# The exercise:
Repeat the records below word for word, but start at the line that contains "pallet, one per instance", stop after the last line, and include nothing else.

# Object point labels:
*-*-*

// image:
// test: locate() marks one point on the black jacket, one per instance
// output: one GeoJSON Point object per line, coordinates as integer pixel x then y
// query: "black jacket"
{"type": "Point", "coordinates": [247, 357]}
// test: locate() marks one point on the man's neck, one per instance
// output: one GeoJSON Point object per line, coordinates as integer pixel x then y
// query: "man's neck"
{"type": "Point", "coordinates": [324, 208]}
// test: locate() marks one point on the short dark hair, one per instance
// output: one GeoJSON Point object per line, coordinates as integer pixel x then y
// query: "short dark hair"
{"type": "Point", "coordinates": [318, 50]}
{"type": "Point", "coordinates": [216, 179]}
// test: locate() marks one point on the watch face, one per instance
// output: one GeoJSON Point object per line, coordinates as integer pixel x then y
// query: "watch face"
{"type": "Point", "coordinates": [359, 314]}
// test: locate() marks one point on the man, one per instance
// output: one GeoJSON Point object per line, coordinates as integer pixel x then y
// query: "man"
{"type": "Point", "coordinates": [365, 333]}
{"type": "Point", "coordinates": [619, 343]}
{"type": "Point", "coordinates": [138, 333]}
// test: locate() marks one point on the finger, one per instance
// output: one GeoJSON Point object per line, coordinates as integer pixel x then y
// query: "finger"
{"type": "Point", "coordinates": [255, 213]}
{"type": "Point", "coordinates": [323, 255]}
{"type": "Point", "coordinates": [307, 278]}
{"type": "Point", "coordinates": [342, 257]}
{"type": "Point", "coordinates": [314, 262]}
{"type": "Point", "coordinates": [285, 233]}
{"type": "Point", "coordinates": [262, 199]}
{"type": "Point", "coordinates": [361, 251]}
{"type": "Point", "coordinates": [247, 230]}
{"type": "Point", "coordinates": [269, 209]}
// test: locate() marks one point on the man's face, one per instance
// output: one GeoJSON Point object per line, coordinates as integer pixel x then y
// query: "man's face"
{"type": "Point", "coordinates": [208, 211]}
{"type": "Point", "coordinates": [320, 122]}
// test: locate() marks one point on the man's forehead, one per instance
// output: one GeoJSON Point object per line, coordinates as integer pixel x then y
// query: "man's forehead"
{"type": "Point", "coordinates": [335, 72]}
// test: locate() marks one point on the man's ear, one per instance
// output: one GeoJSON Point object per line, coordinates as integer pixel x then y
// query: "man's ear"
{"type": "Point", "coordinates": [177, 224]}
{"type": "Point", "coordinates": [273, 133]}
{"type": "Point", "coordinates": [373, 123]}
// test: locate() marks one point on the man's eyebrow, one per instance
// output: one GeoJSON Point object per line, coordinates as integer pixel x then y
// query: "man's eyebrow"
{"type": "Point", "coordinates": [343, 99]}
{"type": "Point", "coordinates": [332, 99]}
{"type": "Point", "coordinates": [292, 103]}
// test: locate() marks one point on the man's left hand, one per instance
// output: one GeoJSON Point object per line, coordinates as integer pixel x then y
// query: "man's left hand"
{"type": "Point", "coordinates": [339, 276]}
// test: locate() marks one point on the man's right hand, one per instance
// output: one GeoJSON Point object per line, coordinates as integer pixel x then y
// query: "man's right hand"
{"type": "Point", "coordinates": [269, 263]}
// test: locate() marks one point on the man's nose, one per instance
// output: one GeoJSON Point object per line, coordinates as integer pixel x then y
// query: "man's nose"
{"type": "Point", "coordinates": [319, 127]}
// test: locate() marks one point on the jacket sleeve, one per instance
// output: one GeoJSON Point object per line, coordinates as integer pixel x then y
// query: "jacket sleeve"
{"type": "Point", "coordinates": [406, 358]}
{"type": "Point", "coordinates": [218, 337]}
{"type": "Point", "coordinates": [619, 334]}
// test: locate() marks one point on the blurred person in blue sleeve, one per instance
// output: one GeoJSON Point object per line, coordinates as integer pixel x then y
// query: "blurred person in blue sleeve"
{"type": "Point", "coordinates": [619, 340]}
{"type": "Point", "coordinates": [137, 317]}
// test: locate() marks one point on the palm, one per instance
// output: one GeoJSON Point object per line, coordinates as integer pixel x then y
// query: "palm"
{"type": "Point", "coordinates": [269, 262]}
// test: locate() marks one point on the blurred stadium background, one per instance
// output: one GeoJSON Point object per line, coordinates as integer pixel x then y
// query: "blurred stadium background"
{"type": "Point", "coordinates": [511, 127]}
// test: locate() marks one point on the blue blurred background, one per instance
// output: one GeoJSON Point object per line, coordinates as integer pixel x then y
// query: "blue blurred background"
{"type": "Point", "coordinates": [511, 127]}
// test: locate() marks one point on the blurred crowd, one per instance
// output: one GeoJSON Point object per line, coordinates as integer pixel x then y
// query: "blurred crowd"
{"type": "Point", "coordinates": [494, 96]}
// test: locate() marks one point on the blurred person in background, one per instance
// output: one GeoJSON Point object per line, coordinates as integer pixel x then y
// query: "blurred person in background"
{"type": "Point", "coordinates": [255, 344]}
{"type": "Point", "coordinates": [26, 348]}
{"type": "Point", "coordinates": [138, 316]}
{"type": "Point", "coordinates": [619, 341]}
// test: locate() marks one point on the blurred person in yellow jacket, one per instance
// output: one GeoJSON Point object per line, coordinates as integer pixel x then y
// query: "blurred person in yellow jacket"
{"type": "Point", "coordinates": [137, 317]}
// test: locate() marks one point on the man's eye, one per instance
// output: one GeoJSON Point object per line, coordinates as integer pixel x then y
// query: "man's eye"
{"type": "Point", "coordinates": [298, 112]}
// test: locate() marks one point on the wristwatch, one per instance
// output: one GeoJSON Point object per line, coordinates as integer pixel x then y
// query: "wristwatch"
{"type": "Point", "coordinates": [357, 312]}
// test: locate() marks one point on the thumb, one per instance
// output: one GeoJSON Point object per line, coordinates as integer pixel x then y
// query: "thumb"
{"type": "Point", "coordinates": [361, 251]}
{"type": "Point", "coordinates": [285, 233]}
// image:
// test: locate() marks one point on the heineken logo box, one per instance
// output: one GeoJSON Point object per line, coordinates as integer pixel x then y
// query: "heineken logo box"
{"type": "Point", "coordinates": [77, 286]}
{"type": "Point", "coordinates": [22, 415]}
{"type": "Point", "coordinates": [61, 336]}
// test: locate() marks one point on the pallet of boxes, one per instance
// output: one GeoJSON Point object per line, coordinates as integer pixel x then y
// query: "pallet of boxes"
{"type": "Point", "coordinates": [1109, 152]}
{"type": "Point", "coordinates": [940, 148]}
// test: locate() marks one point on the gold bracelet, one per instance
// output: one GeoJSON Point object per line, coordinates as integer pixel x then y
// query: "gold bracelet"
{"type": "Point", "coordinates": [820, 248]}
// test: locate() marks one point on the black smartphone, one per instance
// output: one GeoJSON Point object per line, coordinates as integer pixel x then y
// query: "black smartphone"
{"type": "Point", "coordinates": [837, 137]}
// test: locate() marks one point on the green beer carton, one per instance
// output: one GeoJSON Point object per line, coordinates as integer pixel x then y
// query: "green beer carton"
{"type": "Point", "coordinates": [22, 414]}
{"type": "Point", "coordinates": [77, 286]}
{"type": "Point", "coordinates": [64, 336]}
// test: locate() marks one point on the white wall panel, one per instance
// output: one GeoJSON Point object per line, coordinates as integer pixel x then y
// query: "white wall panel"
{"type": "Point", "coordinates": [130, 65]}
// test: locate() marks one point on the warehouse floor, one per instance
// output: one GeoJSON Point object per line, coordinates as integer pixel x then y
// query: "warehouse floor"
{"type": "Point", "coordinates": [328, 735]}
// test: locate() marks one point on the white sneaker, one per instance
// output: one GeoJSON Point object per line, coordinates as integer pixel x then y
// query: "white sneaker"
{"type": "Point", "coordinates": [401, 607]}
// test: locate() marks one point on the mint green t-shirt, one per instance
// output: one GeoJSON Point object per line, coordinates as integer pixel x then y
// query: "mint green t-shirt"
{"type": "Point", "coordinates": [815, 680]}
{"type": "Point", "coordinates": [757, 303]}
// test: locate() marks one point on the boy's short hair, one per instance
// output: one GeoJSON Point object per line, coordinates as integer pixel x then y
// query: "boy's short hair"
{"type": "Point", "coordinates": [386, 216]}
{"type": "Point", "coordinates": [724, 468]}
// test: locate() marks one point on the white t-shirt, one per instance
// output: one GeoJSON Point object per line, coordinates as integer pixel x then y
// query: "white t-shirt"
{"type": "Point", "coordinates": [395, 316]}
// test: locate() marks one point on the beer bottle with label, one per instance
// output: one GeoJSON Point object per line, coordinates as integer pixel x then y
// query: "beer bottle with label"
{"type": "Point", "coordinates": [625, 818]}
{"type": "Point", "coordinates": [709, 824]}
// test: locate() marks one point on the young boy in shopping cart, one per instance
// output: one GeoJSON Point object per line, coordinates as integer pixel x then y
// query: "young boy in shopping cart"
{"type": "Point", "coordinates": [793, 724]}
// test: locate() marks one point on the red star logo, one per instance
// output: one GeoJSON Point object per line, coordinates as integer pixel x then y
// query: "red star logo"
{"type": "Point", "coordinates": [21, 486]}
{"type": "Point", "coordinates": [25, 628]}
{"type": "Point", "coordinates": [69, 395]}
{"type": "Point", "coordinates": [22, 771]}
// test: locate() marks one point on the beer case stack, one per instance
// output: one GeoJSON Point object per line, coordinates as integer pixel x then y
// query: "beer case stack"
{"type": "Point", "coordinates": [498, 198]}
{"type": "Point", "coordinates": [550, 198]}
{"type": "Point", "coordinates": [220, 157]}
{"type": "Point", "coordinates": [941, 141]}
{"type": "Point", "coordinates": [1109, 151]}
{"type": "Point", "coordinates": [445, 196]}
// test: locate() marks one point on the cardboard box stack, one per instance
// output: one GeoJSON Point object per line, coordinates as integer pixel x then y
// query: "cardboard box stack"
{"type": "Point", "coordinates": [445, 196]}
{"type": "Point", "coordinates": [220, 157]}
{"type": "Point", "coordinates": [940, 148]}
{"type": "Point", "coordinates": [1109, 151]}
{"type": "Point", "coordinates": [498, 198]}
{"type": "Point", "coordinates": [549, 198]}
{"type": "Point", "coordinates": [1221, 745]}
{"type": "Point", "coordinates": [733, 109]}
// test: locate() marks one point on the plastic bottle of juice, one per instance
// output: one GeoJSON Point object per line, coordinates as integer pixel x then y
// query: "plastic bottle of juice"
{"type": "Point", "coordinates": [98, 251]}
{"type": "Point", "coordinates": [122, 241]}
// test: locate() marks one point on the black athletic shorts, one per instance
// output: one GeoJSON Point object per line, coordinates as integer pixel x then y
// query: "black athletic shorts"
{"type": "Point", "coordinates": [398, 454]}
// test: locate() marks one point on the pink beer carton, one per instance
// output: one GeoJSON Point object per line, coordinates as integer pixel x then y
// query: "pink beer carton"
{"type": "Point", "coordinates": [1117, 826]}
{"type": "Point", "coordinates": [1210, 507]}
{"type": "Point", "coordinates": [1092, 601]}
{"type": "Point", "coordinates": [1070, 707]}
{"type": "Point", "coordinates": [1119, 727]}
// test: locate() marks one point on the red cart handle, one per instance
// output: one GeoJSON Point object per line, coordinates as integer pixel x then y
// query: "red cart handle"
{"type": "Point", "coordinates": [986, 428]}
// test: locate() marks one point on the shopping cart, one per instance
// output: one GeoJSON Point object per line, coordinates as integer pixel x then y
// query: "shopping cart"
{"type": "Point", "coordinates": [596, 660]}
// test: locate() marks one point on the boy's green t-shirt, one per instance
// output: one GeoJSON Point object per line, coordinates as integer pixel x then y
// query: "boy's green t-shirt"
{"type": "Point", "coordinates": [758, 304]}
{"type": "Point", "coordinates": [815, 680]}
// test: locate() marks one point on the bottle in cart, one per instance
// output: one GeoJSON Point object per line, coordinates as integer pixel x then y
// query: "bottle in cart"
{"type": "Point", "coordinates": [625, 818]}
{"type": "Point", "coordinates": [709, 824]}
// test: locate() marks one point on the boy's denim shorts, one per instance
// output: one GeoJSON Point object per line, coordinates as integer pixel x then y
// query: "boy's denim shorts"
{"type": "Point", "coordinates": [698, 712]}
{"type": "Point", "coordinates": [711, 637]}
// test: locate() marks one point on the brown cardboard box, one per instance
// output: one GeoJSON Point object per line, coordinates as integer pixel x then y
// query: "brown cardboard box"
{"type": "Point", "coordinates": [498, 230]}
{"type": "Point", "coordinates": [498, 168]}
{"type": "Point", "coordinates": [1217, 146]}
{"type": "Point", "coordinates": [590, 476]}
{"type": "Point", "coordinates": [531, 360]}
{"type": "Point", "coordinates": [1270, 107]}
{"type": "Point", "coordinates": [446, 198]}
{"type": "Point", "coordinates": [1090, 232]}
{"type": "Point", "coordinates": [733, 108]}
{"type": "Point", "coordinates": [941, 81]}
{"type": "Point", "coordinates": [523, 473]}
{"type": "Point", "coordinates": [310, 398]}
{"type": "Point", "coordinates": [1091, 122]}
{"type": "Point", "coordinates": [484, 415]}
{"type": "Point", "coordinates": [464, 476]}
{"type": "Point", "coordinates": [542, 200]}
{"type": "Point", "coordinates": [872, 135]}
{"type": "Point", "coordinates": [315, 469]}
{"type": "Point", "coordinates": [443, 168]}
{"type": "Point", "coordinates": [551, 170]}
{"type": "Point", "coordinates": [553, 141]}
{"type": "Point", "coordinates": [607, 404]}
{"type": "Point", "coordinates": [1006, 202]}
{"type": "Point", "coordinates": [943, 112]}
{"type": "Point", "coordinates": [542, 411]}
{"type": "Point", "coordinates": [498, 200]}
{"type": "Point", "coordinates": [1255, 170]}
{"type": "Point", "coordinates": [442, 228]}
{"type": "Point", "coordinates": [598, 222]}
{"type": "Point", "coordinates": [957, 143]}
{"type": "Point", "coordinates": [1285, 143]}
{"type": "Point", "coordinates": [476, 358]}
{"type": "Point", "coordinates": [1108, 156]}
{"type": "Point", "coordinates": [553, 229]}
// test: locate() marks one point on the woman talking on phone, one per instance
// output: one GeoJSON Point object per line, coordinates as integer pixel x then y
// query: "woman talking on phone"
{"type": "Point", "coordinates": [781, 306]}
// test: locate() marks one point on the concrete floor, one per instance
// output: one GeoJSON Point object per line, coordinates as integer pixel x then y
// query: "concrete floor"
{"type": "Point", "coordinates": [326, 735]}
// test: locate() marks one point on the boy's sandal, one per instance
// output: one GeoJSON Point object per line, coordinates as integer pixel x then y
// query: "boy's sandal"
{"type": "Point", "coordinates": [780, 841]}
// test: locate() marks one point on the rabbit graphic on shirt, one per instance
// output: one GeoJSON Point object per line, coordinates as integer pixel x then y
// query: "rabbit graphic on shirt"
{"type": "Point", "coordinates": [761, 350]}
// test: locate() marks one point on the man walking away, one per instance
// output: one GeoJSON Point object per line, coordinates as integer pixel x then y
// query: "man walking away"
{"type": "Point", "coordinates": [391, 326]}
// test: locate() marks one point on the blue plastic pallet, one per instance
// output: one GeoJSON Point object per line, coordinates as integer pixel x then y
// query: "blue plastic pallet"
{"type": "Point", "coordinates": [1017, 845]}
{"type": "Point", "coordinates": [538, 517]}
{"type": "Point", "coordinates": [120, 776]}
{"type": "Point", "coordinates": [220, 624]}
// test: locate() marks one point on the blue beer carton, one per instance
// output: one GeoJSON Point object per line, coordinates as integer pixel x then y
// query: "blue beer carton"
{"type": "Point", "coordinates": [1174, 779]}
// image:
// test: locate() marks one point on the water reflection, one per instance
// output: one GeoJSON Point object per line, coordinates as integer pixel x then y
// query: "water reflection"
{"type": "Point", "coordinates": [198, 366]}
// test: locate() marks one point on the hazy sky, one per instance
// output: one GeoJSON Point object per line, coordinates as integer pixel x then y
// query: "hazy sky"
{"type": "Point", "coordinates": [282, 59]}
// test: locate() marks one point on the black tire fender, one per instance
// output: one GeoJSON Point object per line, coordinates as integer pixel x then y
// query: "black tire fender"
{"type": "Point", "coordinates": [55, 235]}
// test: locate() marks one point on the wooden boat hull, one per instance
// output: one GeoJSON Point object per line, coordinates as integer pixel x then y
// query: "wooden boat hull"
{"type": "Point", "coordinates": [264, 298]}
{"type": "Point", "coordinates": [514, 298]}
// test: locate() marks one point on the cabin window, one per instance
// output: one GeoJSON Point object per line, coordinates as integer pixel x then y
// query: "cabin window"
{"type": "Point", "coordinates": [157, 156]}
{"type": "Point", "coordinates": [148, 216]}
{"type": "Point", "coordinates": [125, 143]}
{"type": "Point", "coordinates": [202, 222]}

*-*-*

# Result of the exercise:
// test: locate() marks one point on the blue plastic pallet, one per instance
// output: one GeoJSON Point object per line, coordinates as integer pixel x then y
// query: "blue plastic pallet"
{"type": "Point", "coordinates": [1017, 845]}
{"type": "Point", "coordinates": [538, 517]}
{"type": "Point", "coordinates": [120, 776]}
{"type": "Point", "coordinates": [220, 624]}
// test: locate() marks one point on the blue beer carton, one per instance
// output: one GeoJSON Point object per line, coordinates as integer pixel x then y
// query: "blue beer carton"
{"type": "Point", "coordinates": [1174, 779]}
// image:
// test: locate() marks one point on the water reflection, one per instance
// output: one GeoJSON Point object per line, coordinates as integer pixel x then y
// query: "water reflection"
{"type": "Point", "coordinates": [198, 366]}
// test: locate() marks one point on the hazy sky, one per instance
// output: one GeoJSON Point object per line, coordinates as integer pixel x then y
// query: "hazy sky"
{"type": "Point", "coordinates": [282, 59]}
// test: locate() marks one point on the black tire fender, one per instance
// output: one GeoJSON Point object per line, coordinates as integer pixel x then y
// query: "black tire fender"
{"type": "Point", "coordinates": [55, 235]}
// test: locate() marks one point on the wooden boat hull, one per instance
// output: one GeoJSON Point object per line, coordinates as integer pixel x then y
// query: "wooden boat hull"
{"type": "Point", "coordinates": [264, 298]}
{"type": "Point", "coordinates": [514, 298]}
// test: locate() marks one point on the cabin window, one per instance
// output: one GeoJSON Point object per line, coordinates as integer pixel x then y
// query: "cabin window"
{"type": "Point", "coordinates": [157, 156]}
{"type": "Point", "coordinates": [148, 216]}
{"type": "Point", "coordinates": [125, 143]}
{"type": "Point", "coordinates": [202, 222]}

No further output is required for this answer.